═════ TEXTABSCHNITT ═════
In Tunesien herrscht der Ausnahmezustand

Doch die Feststimmung trügt: in Tunesien herrscht der Ausnahmezustand. Er war Ende November verhängt worden, nachdem bei einem Anschlag in der Hauptstadt Tunis zwölf Mitglieder der Präsidentengarde getötet wurden. Zu dem Anschlag bekannte sich der Islamische Staat (IS). Bereits im Sommer vergangenen Jahres war in Tunesien vorübergehend der Ausnahmezustand ausgerufen worden, nachdem ein Terroristen an einem Hotelstrand nahe der Stadt Sousse 38 Menschen erschossen hatte.
═════
# AUFGABENSTELLUNG A:
Ermitteln Sie in der nachstehenden Auflistung jede Zeile, in der das Wort „that“ vorkommt, und geben Sie diese Zeilen unverändert wieder.
═════ DATENSÄTZE ═════
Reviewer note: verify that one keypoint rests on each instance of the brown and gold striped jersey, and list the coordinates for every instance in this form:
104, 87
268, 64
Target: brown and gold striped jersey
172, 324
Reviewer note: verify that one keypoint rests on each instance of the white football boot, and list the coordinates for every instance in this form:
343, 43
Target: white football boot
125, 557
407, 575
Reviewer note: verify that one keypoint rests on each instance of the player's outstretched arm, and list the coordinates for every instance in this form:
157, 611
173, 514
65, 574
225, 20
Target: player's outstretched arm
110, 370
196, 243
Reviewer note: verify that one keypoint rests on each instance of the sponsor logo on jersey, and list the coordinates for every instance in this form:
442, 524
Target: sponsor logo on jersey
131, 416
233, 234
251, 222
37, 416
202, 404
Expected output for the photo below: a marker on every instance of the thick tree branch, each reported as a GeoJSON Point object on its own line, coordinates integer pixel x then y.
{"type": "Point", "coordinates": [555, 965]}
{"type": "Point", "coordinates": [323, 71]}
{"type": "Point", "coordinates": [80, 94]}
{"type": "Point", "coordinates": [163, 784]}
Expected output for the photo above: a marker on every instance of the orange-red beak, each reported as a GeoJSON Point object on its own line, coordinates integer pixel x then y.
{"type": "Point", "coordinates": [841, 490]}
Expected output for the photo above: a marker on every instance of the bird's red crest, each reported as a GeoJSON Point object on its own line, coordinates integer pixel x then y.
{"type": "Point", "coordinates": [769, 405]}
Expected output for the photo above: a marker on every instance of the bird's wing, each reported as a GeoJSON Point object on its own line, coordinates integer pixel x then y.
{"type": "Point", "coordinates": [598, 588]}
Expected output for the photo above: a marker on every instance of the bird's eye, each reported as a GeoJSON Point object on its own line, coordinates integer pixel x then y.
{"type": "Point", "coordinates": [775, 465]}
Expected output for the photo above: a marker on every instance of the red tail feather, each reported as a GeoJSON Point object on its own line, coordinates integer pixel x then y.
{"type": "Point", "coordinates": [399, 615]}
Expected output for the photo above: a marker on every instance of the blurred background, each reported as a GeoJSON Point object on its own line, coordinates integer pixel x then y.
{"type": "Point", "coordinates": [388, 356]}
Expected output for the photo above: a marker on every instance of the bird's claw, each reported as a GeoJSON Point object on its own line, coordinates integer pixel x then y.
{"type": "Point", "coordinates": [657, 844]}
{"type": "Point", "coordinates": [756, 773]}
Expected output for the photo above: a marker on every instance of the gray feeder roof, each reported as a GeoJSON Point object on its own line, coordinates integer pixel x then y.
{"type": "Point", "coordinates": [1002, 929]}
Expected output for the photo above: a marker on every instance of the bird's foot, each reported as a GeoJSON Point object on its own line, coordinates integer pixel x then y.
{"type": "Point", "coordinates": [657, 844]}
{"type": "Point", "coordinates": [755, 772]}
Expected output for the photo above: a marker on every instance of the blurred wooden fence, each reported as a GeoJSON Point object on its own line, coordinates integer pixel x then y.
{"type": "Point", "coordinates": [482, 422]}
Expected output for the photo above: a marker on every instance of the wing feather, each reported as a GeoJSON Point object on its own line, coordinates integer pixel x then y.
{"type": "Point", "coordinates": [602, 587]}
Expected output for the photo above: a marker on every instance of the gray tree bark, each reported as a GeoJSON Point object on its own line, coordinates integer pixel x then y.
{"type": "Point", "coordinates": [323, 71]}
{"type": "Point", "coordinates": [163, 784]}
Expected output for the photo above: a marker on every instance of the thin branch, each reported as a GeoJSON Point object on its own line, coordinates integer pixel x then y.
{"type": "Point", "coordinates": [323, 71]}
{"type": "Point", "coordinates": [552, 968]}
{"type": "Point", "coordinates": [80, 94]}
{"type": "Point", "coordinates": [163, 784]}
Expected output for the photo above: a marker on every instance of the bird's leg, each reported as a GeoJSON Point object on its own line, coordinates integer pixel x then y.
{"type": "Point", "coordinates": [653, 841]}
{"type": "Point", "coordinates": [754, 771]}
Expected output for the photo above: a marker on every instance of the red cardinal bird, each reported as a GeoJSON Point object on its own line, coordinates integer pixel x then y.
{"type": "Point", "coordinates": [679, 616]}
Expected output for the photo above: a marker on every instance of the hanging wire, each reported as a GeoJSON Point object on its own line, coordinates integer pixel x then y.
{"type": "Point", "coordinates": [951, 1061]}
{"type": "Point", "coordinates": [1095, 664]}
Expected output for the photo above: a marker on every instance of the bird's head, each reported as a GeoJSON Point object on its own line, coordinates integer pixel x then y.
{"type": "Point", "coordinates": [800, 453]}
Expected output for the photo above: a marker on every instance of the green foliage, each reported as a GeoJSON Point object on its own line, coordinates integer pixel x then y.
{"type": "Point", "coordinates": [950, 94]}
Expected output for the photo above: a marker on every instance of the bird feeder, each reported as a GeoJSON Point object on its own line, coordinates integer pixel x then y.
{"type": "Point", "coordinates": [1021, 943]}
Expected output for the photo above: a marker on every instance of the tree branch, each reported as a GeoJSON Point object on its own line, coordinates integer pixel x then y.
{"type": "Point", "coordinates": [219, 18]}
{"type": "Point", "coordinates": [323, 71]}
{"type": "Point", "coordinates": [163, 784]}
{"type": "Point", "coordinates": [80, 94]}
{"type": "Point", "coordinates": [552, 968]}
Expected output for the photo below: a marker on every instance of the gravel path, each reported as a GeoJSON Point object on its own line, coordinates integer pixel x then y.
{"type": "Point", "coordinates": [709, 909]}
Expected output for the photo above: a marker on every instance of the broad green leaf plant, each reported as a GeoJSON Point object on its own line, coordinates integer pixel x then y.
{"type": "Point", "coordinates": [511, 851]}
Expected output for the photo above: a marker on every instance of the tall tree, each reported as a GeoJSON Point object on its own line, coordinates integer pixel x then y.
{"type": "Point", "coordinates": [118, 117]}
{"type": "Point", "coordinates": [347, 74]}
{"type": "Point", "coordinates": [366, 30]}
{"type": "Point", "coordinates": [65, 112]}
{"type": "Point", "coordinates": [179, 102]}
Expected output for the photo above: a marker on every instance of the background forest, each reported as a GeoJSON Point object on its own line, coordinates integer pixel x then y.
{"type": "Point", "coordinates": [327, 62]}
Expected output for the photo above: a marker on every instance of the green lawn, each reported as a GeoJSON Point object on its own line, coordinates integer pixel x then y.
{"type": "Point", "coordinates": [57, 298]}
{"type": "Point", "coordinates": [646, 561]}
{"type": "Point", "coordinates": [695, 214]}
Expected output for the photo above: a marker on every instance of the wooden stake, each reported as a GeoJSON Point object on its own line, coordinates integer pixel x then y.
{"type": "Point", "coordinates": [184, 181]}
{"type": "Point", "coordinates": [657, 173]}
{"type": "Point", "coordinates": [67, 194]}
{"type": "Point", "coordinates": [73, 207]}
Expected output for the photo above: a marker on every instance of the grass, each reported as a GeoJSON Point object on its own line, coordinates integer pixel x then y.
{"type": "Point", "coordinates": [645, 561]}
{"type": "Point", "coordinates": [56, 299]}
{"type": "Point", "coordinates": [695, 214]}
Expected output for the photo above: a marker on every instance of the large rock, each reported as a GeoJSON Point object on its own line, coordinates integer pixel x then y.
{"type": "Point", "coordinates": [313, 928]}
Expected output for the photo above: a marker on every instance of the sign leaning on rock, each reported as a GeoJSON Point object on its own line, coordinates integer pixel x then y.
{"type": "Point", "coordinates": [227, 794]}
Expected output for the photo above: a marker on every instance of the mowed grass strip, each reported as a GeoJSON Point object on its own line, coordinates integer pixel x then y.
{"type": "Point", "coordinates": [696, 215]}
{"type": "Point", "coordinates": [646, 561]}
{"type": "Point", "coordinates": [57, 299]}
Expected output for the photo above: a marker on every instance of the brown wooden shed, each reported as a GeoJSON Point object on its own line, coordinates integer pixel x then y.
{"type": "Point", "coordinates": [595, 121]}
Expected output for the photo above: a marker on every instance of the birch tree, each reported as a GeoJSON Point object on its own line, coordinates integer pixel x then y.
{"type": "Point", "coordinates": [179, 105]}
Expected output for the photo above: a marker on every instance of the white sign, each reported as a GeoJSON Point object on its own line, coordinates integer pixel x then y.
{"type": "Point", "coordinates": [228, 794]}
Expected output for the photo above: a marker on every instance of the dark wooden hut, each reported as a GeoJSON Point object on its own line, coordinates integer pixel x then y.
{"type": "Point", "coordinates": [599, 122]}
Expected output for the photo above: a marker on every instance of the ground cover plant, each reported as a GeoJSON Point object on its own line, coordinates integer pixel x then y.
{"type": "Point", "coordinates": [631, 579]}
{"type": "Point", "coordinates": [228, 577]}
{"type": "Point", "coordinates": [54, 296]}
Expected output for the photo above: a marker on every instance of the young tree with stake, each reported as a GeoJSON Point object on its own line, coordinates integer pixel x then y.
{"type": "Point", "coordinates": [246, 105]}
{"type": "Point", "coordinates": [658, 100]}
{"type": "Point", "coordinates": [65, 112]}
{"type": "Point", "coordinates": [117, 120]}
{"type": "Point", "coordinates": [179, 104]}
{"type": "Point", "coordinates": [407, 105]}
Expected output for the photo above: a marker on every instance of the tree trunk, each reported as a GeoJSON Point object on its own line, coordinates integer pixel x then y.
═════
# AUFGABENSTELLUNG B:
Übernehmen Sie aus dem obigen Textabschnitt über den Ausnahmezustand in Tunesien alles von „Doch die Feststimmung“ bis hinunter zu „Menschen erschossen hatte.“ in wortgetreuer Abschrift.

# SCHRIFTLICHE LÖSUNG A:
Reviewer note: verify that one keypoint rests on each instance of the brown and gold striped jersey, and list the coordinates for every instance in this form:
Reviewer note: verify that one keypoint rests on each instance of the white football boot, and list the coordinates for every instance in this form:
Reviewer note: verify that one keypoint rests on each instance of the player's outstretched arm, and list the coordinates for every instance in this form:
Reviewer note: verify that one keypoint rests on each instance of the sponsor logo on jersey, and list the coordinates for every instance in this form:

# SCHRIFTLICHE LÖSUNG B:
Doch die Feststimmung trügt: in Tunesien herrscht der Ausnahmezustand. Er war Ende November verhängt worden, nachdem bei einem Anschlag in der Hauptstadt Tunis zwölf Mitglieder der Präsidentengarde getötet wurden. Zu dem Anschlag bekannte sich der Islamische Staat (IS). Bereits im Sommer vergangenen Jahres war in Tunesien vorübergehend der Ausnahmezustand ausgerufen worden, nachdem ein Terroristen an einem Hotelstrand nahe der Stadt Sousse 38 Menschen erschossen hatte.